(What to work on)
a - In the passage about Dad's equipment buying, what was the amount of the double-billed Days Inn charge in Cullman?
b - Copy the equipment reference books passage word for word from "He told me one" to "it or more.".

(Passage shown)

# # # # #

LV Steinhoff equipment reference books
Dad travelled quite a bit looking to buy used heavy equipment for his next job. He’d pore over auction and sales catalogs until he had made a list of possible buys; then, he’d saddle up his pony and take off to see if the equipment was suitable and in good condition.
He told me one time that if you were going to stay in the construction business, you had to work the margins: one piece of equipment too many or one too few, or one worker too many or one too few could mean the difference between making deadlines, and profits and loss.
He had a good track record of paying a good price for a bulldozer or dragline, using it on a job, then selling it for what he had paid for it or more.
Disputing a charge
One file folder I ran across had many exchanges between Dad and his credit card company over a Cullman, Ala, Days Inn charge that had been double-billed.
The amount in dispute was $14.71. Like I said, it was all about the margins. Nobody was going to soak Dad for $15.
Look at these amounts
I’m sure Dad gritted his teeth before paying a Best Western in Americus, Ga., $21.20. I can remember the first time I stayed in a place that gouged me $24.99 (plus tax).
The Guest House Hotel in Bushnell, Fl., was a more reasonable $12.48, and even the Cullman Days Inn wouldn’t have been bad at $14.71 if they hadn’t tried to charge him twice.
Expense account confessions
I was a collector of receipts, even if I didn’t use them on a particular trip. I was especially fond of Waffle Houses because they were almost everywhere, and they didn’t have any identifying marks on them.
Not all my staffers were as diligent about keeping track of receipts, so I went to an office supply store and bought one of each receipt pads they stocked. Rather than having accounting kick back a report that was light on backup, I’d give the staffer some receipt books, and say, “Fill in the holes, but don’t use the same book in multiple towns, and don’t keep them in numerical order.”
I learned that from Dad
Dad’s partners were great at what they were great at, but they were a little light when it came to business matters.

# # # # #

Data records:
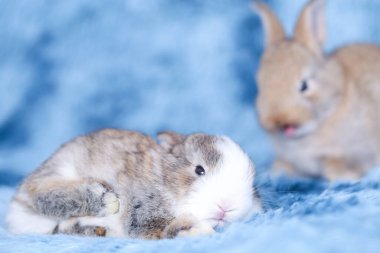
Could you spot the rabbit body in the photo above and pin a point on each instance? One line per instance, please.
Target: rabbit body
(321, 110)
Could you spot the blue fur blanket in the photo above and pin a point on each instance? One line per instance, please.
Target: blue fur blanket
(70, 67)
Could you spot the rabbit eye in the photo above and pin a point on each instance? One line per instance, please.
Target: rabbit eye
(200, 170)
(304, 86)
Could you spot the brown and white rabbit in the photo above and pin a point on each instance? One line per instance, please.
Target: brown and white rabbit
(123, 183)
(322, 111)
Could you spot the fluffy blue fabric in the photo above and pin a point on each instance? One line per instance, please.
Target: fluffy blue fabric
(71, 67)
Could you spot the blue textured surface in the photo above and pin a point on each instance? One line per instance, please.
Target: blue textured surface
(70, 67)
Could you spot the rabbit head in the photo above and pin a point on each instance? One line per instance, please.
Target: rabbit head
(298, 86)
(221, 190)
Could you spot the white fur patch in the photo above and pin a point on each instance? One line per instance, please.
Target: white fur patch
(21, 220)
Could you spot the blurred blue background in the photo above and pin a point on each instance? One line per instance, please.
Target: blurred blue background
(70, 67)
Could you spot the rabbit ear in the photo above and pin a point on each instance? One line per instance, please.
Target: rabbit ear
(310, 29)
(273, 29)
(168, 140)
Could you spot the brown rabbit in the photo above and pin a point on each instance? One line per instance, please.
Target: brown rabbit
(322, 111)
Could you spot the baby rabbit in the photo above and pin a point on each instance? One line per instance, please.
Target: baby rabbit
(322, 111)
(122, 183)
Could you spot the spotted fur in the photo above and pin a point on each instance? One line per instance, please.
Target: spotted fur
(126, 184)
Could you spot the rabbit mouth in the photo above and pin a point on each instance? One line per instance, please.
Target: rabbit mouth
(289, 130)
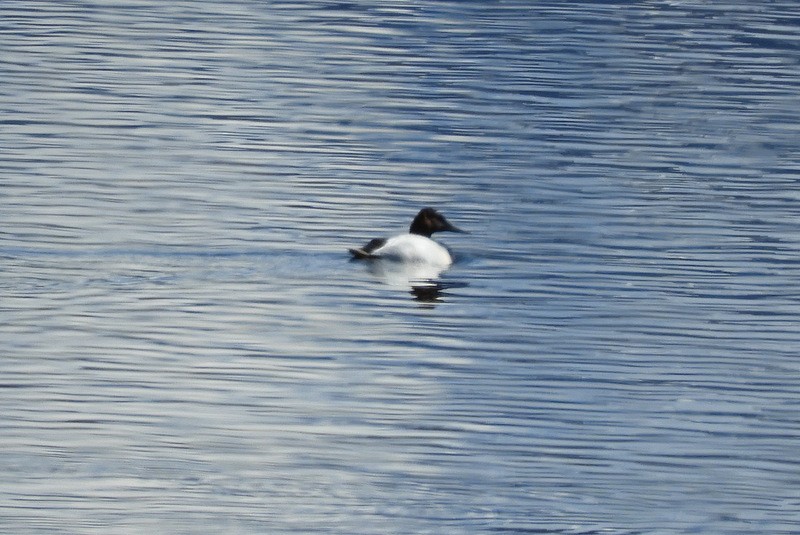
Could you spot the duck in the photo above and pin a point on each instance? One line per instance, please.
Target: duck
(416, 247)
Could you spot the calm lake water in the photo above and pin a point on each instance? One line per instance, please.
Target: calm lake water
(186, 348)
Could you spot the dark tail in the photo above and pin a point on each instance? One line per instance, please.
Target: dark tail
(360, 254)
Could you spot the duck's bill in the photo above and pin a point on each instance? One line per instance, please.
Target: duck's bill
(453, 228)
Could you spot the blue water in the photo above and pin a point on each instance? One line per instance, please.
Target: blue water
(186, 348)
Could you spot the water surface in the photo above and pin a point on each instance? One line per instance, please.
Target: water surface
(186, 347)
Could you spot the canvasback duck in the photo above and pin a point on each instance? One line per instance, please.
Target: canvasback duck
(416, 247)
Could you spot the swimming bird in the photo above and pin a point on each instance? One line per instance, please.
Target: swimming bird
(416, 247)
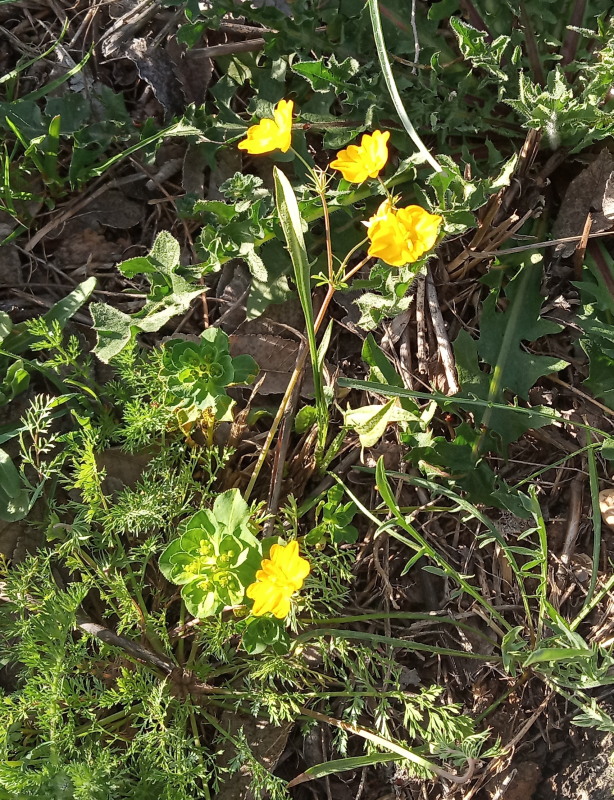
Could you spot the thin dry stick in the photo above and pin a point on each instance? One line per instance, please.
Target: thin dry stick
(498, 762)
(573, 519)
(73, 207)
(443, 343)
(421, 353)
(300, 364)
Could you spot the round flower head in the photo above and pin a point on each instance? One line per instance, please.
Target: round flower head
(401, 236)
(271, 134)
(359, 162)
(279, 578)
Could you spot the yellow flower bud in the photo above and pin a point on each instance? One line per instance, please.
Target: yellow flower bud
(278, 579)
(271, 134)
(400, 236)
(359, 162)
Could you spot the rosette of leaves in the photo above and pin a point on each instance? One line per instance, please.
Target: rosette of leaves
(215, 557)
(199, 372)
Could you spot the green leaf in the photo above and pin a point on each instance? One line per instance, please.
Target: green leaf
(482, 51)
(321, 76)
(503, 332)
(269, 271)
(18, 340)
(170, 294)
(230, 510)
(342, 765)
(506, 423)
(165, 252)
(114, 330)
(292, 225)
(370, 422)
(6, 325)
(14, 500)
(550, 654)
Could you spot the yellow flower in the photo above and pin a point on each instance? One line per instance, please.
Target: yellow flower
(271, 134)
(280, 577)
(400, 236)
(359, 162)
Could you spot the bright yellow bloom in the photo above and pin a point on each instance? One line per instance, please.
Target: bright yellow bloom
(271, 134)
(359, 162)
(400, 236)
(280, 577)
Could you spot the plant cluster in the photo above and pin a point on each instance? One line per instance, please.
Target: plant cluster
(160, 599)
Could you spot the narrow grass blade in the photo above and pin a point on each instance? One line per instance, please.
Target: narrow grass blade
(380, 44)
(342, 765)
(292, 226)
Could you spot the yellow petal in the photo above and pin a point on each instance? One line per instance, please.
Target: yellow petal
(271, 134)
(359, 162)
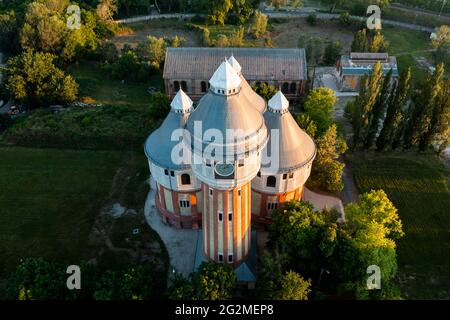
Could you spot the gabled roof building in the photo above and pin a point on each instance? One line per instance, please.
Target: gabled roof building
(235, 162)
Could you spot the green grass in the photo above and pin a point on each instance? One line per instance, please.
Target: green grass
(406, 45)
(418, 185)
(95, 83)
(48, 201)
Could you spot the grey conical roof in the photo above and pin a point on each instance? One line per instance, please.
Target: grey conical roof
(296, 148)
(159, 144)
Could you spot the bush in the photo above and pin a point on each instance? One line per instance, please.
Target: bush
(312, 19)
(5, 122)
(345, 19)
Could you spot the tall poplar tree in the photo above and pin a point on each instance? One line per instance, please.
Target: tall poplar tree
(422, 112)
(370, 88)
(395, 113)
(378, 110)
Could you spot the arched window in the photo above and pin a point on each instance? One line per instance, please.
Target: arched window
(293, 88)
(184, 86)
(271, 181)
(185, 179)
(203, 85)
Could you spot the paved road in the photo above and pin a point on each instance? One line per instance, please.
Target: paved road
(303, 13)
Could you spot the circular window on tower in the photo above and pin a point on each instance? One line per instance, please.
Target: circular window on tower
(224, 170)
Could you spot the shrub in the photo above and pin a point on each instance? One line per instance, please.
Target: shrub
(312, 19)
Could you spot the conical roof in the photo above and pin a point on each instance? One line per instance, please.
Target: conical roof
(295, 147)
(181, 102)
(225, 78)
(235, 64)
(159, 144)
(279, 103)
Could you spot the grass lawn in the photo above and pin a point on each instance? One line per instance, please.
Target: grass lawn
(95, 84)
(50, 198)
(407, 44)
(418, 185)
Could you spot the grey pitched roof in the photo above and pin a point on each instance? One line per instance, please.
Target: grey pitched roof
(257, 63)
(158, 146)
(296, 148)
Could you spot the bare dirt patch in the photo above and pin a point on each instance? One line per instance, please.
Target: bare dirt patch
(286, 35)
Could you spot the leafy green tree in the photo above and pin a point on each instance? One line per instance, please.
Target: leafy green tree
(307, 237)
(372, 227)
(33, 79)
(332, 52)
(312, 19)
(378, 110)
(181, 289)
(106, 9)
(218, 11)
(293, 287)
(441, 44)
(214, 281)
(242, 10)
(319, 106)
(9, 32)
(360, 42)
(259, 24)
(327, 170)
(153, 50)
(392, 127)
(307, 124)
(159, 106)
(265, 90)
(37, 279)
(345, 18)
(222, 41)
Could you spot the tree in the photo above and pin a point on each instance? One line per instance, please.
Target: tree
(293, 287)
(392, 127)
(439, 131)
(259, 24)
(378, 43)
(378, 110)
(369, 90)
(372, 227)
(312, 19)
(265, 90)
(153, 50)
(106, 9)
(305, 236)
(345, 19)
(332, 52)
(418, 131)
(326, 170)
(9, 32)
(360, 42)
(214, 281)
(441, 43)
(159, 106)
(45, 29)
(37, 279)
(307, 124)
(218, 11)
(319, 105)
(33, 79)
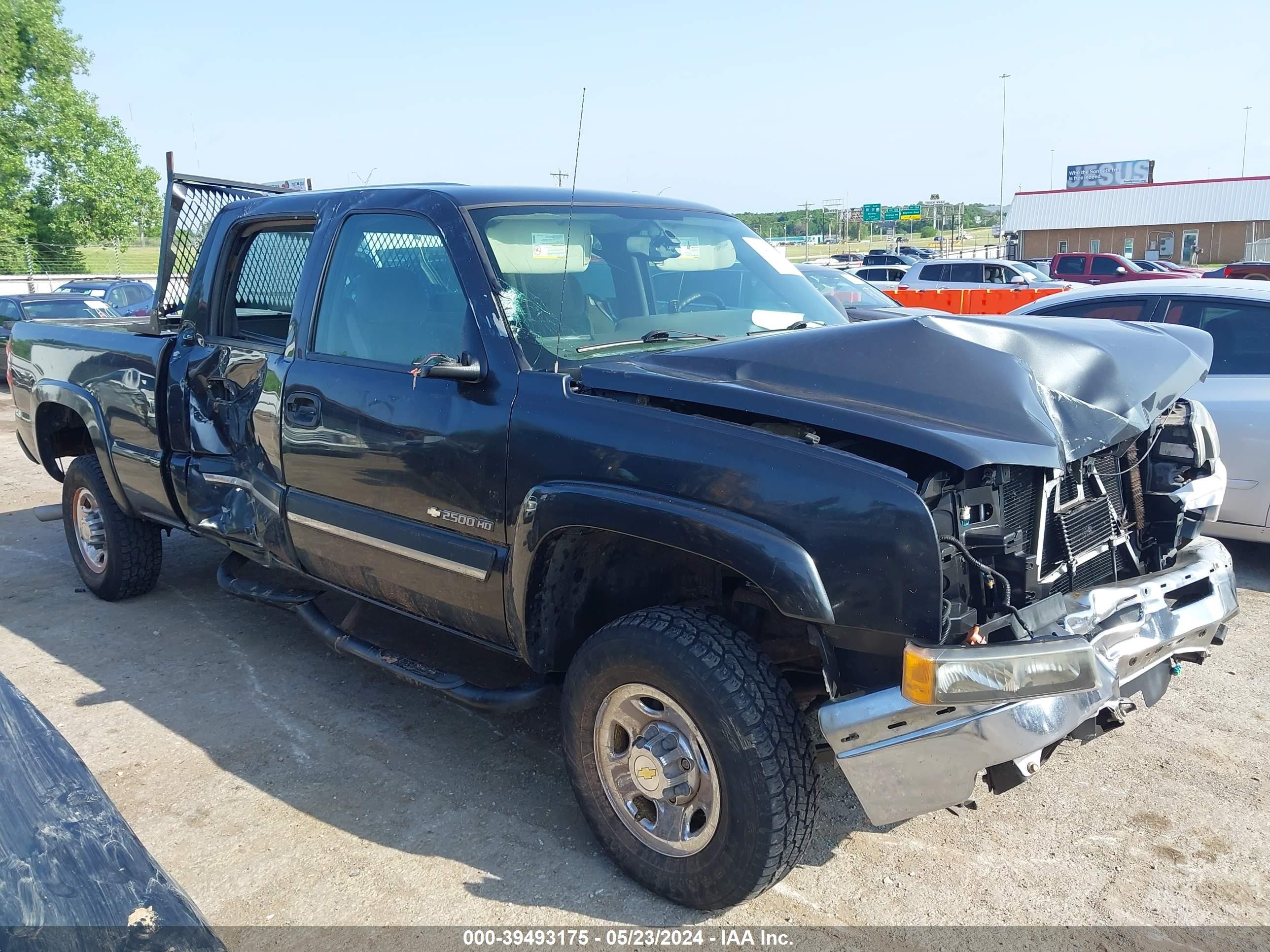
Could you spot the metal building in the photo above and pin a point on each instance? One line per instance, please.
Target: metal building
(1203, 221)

# # # # #

(Answer set)
a - $14.71

b -
He told me one time that if you were going to stay in the construction business, you had to work the margins: one piece of equipment too many or one too few, or one worker too many or one too few could mean the difference between making deadlines, and profits and loss.
He had a good track record of paying a good price for a bulldozer or dragline, using it on a job, then selling it for what he had paid for it or more.